Tasks and exercises>
a: In the post about names, what middle name does the writer's sister have?
b: Write out the post about names between "How attached are" and "the entertainment industry.", inclusive.
c: Render this sentence from the post about names in Spanish: "It is unique but not odd, familiar but not common."

== Text ==

How attached are you to your name? I do not mean in the legal sense, where you have to use a name to conduct business, or in the cultural sense, where we use names to designate one from another, but in the sense of how your name fits who you are. Honestly, prior to this week, I had not given it much thought, but a course I am taking broached the subject, and the ensuing discussion was enlightening.
Many of the participants shared stories of changing their given names or wanting to change their given names to one that suited them more. Varying reasons were shared from pure dislike of the given name to making a sweeping life change. I had no idea so many people had done this or were even thinking of doing this. It never before occurred to me as necessary beyond the entertainment industry.
Perhaps it is more common in this group because we are predominately women, and let's face it, in our culture woman are almost always expected to change their names at some time during their lifetime. It happens when we marry, or at least that is a societal norm. How many of us practiced our new married name long before the question was even asked? [Go ahead, raise your hand. I know you're out there, just like me.] I wonder if males ever spend any time on the subject of taking a new name.
Perhaps this notion of name changes is ingrained in females at such a young age, one's name has less permanence attached to it. Prior to this week, I never applied this notion to my first or middle names. Throughout the discussion, I was presented with numerous reasons and thoughts for a person renaming her/himself, all as unique and individual as the person speaking. It made me think.
As far as my first name Rita, I have grown from indifference to it in my youth to appreciation of it as an adult. It is unique but not odd, familiar but not common. Rarely do I have to spell it for people, save those who through an 'e' in the mix, and when I hear it in a crowd, chances are pretty good it is meant for me. Until I was in my early 20s, I had only met one other 'Rita' who happened to go to the same high school as me. Since then, the total of those named Rita I have met is less than a dozen, I would estimate.
My middle name of Marie is one that has given me more, let's say, entertainment. I joked with my parents about simply using one of the Four Generics, as I called them, to fill in the blank on the birth certificate, a processed likely enhanced by their general fatigue of naming kids (I was number 4). The four generic names are ones I joked would fit with any first name and are easily plugged into the naming equation if parents expended all their energy selecting the first name. Ann(e), Lynn, Lee, and Marie are female middle names that pair nicely with any first name, much like a salad goes well with any main course. [My apologies to anyone with those names as this is just one woman's humorous take on the child-naming process.] My parents used this formula twice, since my sister has the middle name Anne. Oddly, she was the third child, giving more traction to my theory of naming-fatigue since it appears my parents ran out of steam after naming the first two kids. None the less, my middle name holds no history or significance for my parents (or me) other than "it fit with Rita" (quote from Mom). I think Mom just came up with it in a pinch since I was four days old, and the hospital would not let her take me home without a name. I can just imagine her shouting, "Quick, give me a name! Anybody? Anybody?"
The subject has been swirling in my mind for several days, leaving me to wonder your thoughts on changing your name as an adult. Have you? Would you? What name would you choose? Do you feel your current name fits you?
They had a name for a boy, so when they had a girl there was no name. Hence the scramble for 'any name'.

===
== Given entries ==

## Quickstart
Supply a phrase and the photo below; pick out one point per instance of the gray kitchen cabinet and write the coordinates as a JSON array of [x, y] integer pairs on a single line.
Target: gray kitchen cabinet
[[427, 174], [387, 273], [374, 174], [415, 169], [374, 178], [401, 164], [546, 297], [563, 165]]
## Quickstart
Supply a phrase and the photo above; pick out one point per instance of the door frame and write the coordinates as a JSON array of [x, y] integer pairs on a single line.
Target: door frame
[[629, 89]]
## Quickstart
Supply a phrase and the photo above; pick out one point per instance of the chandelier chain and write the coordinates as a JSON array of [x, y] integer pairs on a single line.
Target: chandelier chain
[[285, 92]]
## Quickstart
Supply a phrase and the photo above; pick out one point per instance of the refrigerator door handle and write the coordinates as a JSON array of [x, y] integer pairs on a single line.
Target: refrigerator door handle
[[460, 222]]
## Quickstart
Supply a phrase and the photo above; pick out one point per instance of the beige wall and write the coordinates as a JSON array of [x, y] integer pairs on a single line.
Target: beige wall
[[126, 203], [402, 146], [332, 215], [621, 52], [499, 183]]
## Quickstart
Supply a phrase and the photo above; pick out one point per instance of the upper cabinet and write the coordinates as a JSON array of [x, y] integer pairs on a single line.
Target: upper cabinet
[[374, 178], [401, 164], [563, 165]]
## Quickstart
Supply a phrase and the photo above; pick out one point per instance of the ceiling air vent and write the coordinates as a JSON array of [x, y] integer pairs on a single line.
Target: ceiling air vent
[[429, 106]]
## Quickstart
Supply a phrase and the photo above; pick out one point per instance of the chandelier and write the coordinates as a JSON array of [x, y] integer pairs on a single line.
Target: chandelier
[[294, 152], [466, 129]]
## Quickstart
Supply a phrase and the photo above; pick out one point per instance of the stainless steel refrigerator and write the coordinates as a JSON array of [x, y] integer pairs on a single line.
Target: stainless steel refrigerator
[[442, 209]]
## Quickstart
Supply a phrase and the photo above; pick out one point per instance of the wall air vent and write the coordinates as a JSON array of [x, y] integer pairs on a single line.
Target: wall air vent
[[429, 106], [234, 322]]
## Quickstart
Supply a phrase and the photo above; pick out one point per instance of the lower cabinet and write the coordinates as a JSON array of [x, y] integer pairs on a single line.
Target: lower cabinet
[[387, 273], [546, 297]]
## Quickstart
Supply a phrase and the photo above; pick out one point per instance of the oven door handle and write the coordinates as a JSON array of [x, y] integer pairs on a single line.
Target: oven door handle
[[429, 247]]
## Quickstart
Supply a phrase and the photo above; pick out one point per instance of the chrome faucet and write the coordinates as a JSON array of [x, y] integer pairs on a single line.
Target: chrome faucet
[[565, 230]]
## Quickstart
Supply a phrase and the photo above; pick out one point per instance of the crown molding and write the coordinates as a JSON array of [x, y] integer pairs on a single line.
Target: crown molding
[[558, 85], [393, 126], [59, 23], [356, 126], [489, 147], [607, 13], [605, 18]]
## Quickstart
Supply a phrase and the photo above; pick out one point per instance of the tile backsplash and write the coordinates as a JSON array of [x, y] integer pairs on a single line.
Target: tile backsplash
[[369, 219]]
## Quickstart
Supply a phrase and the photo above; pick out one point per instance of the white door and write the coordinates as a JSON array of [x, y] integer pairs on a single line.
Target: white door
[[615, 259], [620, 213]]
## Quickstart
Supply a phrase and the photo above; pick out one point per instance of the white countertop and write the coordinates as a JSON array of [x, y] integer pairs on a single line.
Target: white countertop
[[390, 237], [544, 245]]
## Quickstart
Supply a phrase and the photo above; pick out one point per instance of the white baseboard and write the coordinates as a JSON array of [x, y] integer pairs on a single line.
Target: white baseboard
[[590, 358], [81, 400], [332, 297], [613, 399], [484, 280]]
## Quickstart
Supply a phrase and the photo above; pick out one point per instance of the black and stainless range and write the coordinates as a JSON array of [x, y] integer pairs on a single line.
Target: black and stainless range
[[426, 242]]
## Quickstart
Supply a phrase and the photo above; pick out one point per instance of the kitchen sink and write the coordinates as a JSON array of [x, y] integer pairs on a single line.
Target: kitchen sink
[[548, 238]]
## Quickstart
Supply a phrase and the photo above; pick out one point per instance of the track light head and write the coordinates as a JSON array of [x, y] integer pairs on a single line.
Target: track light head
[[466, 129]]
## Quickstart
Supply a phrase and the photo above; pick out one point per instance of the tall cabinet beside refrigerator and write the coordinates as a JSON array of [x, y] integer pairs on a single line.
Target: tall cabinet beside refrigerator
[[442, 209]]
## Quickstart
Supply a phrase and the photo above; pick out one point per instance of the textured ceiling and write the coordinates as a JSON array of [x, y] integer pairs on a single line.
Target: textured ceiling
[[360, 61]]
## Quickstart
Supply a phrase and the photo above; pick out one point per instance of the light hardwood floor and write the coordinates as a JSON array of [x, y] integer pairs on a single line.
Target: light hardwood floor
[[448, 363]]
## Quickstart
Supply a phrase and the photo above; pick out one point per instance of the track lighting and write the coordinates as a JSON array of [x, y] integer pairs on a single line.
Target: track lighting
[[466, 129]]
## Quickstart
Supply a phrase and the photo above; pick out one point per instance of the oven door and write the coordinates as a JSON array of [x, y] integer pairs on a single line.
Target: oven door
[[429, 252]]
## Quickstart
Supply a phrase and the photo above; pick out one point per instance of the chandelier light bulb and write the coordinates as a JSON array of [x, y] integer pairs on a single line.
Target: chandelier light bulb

===

Results in order>
a: Anne

b:
How attached are you to your name? I do not mean in the legal sense, where you have to use a name to conduct business, or in the cultural sense, where we use names to designate one from another, but in the sense of how your name fits who you are. Honestly, prior to this week, I had not given it much thought, but a course I am taking broached the subject, and the ensuing discussion was enlightening.
Many of the participants shared stories of changing their given names or wanting to change their given names to one that suited them more. Varying reasons were shared from pure dislike of the given name to making a sweeping life change. I had no idea so many people had done this or were even thinking of doing this. It never before occurred to me as necessary beyond the entertainment industry.

c: Es único pero no raro, familiar pero no común.